■ Directions ■
Among the lines of this material, find those holding the word "tall" and report how many there are, with nothing added.

■ Supplied material ■
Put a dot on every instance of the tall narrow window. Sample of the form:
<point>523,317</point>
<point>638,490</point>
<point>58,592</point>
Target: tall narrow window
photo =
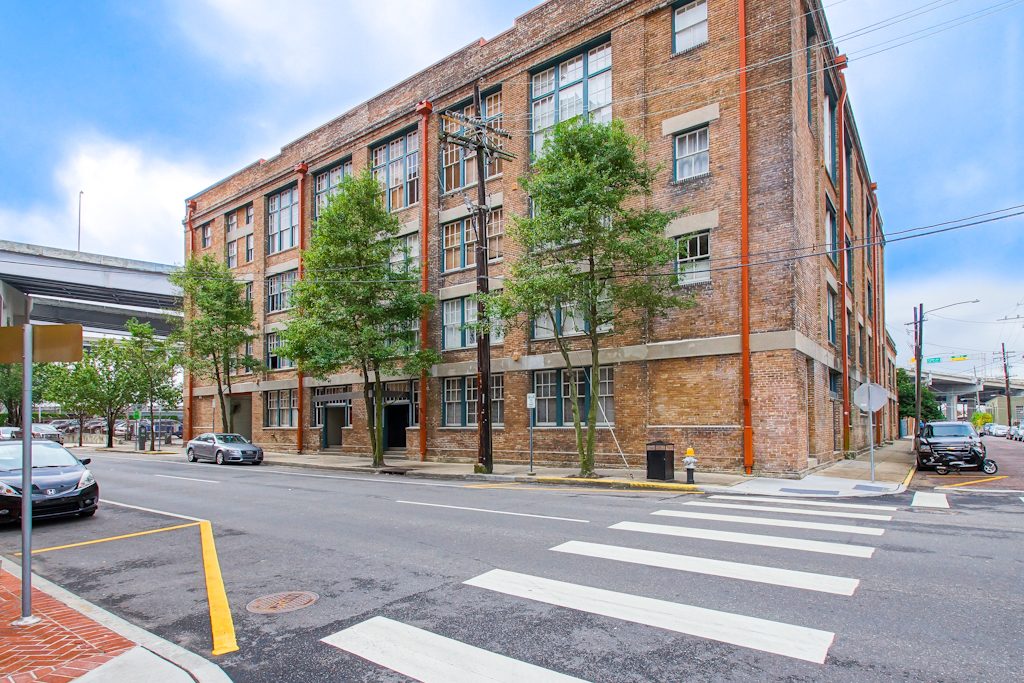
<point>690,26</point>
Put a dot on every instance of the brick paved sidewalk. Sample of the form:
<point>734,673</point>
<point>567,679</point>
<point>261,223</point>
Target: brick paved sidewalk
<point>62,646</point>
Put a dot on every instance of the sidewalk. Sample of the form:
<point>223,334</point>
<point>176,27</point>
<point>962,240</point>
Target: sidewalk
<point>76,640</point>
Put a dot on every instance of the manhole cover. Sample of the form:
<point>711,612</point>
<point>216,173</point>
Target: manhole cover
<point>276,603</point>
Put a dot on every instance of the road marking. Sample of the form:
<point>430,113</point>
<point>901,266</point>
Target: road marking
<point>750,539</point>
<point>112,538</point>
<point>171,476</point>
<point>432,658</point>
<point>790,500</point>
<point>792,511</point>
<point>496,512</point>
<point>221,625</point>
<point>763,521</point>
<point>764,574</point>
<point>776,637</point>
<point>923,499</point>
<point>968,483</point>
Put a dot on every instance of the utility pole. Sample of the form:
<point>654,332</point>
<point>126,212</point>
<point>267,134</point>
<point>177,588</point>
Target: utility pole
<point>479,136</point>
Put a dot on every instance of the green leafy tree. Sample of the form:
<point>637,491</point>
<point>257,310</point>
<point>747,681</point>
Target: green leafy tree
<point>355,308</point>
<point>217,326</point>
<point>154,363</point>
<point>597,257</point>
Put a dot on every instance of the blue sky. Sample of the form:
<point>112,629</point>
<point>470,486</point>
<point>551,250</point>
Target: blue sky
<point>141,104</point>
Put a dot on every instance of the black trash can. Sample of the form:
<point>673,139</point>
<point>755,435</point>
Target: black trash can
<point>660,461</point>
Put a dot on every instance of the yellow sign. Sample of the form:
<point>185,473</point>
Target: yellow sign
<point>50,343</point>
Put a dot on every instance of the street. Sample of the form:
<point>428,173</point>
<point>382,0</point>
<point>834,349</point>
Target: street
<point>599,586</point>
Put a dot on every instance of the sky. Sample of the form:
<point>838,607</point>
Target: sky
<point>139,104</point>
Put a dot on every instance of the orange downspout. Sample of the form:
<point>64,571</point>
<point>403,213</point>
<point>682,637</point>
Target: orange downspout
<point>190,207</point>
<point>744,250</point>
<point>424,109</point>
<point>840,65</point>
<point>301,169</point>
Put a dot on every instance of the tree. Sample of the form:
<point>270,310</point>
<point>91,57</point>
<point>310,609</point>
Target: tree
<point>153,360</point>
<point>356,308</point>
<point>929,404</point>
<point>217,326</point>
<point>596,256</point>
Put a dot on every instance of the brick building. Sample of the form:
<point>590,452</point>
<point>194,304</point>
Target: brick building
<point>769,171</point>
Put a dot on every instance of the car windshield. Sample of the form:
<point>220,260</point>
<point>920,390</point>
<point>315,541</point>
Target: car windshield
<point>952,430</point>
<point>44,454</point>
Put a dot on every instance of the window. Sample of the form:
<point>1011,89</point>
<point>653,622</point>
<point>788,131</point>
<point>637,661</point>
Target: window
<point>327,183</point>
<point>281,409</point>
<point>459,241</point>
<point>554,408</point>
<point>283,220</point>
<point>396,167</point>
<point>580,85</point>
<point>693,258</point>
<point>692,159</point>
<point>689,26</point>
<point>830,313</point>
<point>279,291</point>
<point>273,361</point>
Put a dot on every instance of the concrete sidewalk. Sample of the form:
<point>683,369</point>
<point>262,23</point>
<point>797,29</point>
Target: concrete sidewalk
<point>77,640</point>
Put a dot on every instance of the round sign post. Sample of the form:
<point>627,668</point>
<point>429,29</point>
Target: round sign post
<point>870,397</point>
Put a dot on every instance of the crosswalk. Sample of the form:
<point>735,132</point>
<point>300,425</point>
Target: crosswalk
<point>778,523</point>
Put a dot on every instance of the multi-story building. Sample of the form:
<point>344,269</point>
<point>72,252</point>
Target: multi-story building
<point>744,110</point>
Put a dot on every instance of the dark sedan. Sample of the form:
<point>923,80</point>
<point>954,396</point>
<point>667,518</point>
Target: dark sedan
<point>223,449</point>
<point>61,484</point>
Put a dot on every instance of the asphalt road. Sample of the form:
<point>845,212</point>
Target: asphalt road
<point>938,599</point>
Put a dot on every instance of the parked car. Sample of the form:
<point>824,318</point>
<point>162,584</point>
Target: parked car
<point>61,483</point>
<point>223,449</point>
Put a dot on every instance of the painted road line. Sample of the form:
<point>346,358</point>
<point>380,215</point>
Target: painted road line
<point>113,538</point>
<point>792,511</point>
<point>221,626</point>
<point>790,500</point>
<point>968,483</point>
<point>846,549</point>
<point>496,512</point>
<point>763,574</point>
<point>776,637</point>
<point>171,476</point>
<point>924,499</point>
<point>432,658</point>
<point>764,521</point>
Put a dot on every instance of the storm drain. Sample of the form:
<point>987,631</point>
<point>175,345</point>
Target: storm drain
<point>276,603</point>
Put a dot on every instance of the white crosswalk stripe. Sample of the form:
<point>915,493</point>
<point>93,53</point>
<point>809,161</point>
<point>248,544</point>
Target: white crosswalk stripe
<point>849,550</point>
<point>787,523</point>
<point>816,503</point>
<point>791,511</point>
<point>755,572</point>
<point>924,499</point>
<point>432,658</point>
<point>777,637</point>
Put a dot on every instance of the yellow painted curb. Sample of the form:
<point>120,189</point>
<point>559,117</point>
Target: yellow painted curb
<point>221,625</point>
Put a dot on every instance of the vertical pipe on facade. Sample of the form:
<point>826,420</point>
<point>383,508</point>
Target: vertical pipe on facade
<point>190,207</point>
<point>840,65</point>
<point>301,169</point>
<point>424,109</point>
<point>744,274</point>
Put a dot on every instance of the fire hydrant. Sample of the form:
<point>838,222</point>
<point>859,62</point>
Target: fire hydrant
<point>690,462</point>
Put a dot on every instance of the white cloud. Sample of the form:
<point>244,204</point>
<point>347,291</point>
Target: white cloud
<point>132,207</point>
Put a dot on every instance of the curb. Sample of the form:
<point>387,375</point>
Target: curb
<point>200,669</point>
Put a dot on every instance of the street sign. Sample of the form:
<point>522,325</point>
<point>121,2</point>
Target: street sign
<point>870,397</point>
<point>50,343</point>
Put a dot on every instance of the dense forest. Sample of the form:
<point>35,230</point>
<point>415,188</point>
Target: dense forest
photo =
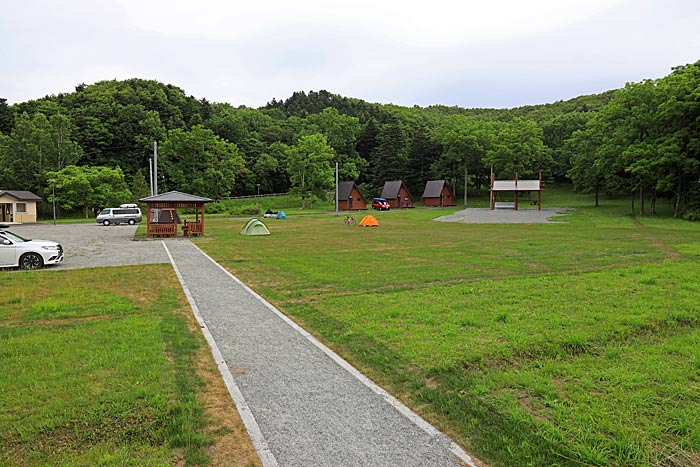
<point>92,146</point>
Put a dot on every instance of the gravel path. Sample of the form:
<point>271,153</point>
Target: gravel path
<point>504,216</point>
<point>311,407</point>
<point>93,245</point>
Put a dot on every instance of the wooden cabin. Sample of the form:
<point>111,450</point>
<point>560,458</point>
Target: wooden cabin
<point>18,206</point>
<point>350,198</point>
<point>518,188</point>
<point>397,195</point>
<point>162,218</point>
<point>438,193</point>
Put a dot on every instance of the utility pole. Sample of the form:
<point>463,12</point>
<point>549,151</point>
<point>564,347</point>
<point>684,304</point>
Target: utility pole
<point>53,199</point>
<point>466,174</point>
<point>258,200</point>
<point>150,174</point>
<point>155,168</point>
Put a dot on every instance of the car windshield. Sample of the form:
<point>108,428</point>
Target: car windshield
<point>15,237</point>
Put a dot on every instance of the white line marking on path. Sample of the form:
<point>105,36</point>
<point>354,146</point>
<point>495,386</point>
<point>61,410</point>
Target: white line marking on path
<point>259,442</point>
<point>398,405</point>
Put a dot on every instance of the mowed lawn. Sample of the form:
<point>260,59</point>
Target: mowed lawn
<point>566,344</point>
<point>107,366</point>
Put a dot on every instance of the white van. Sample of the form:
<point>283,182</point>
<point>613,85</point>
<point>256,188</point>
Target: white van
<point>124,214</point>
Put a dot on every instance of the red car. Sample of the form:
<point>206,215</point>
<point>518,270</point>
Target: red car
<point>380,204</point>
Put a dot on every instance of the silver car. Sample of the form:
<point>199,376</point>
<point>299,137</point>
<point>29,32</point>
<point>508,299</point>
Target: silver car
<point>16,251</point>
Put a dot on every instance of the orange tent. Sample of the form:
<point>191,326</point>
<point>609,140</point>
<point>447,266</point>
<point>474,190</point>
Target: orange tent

■ Exercise output ■
2